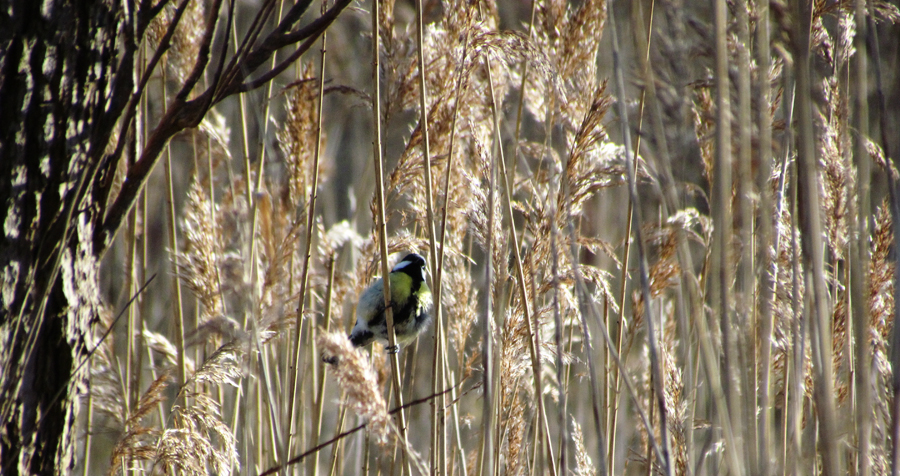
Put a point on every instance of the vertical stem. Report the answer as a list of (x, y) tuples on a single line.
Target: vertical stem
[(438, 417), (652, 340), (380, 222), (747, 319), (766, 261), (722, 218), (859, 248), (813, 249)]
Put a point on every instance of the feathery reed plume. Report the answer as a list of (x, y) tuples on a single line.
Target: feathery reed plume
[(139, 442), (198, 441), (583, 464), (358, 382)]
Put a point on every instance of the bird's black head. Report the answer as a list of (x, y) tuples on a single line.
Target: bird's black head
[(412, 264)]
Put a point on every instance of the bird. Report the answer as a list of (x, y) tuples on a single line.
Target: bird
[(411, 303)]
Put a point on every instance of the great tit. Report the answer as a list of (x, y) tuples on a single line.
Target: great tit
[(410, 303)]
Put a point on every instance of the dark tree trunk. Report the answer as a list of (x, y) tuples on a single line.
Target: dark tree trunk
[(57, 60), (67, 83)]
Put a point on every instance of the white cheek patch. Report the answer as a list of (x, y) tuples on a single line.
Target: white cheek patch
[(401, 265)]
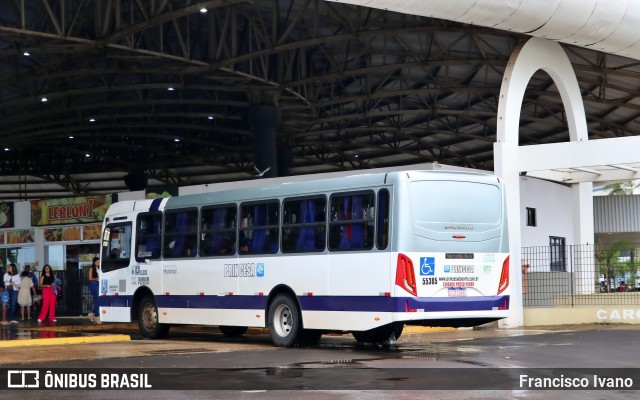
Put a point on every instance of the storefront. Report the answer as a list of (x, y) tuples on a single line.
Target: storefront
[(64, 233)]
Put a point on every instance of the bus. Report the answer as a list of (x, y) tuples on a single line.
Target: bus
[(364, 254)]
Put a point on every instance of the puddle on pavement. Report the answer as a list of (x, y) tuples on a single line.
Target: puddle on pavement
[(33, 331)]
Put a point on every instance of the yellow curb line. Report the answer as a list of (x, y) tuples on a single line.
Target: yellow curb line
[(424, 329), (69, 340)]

• • •

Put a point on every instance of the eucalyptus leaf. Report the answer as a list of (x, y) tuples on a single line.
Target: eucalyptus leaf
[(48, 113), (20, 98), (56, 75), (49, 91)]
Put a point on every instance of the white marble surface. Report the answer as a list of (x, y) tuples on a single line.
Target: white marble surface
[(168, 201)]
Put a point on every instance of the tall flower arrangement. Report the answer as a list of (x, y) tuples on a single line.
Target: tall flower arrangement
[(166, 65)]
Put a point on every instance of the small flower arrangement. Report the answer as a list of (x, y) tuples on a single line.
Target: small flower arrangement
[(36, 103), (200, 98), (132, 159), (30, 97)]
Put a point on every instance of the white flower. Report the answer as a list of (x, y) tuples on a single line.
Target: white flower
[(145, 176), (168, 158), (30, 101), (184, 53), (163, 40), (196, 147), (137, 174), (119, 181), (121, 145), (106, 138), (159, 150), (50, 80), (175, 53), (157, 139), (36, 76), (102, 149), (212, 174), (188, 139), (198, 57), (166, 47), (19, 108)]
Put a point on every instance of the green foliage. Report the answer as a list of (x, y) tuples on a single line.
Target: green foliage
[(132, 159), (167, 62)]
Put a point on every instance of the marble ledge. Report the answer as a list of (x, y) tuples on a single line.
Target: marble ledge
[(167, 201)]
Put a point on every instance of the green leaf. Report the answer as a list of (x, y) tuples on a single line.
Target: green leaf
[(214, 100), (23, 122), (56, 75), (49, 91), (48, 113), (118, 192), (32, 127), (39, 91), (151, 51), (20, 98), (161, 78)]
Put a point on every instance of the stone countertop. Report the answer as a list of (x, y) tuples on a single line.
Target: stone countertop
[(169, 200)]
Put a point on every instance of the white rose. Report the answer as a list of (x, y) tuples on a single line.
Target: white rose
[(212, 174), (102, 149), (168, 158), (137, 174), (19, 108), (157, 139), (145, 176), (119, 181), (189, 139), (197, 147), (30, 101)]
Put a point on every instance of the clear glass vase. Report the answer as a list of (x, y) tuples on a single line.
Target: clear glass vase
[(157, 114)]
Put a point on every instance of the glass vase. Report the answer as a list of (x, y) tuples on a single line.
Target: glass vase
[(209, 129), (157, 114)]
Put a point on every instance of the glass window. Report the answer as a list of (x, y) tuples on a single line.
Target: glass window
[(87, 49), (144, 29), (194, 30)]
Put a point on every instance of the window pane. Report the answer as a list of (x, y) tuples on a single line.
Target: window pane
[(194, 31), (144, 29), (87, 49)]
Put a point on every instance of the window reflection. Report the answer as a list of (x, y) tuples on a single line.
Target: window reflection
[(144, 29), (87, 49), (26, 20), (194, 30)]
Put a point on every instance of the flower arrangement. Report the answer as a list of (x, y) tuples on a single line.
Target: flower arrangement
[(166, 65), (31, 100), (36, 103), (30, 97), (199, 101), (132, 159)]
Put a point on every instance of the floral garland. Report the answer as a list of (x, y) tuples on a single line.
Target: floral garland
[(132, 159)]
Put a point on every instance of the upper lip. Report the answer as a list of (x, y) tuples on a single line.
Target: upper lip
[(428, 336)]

• • •

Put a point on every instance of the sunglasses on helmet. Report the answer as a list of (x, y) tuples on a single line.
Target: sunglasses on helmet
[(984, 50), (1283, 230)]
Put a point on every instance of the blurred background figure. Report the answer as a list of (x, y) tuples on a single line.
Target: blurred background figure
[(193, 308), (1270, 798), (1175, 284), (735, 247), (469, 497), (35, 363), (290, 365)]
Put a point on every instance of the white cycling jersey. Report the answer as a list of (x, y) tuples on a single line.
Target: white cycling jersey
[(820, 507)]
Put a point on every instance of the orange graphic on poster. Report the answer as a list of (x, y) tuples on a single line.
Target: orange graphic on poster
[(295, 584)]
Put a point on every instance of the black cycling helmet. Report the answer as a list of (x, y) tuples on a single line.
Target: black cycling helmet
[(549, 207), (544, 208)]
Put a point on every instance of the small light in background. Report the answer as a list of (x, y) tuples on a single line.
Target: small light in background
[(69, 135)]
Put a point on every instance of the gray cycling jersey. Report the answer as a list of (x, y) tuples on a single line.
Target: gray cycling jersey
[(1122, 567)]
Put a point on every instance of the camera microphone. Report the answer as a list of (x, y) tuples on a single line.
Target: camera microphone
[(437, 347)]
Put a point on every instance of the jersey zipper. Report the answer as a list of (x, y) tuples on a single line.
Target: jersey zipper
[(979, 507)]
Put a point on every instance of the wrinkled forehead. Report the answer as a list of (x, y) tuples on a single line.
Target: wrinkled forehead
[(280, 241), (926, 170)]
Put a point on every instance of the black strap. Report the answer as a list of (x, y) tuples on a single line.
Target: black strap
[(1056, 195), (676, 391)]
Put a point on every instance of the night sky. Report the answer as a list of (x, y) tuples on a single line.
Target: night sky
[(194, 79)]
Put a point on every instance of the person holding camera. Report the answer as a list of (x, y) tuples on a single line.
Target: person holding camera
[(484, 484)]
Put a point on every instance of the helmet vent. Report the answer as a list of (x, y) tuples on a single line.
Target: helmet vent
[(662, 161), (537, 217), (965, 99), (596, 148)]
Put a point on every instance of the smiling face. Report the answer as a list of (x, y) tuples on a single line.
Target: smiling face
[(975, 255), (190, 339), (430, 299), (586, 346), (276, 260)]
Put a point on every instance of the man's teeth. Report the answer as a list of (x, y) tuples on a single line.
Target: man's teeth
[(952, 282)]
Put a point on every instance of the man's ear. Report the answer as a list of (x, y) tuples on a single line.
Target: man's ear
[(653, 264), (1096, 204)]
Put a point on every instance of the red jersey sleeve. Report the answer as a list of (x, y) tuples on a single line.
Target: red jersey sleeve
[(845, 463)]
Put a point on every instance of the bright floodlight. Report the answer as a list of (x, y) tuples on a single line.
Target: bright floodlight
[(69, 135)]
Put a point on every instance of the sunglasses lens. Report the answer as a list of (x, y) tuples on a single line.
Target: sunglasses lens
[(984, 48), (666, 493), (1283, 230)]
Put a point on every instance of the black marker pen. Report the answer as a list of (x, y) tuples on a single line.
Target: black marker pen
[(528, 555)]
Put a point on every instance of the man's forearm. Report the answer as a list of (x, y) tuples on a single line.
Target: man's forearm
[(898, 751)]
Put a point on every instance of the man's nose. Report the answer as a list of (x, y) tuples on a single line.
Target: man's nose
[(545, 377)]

• • •

## Instructions for the task
Rewrite the rows beginning at the line that has "Put a point on every instance of the vertical" and ending after the line that has "248), (813, 249)]", with "vertical stem" changed to "upright stem" and nothing else altered.

## Solution
Put a point on every instance of the upright stem. Report the answer as a list of (x, y) tuples on a single line.
Target: upright stem
[(438, 417), (652, 340), (380, 222), (747, 319), (766, 261), (722, 218), (859, 248), (813, 249)]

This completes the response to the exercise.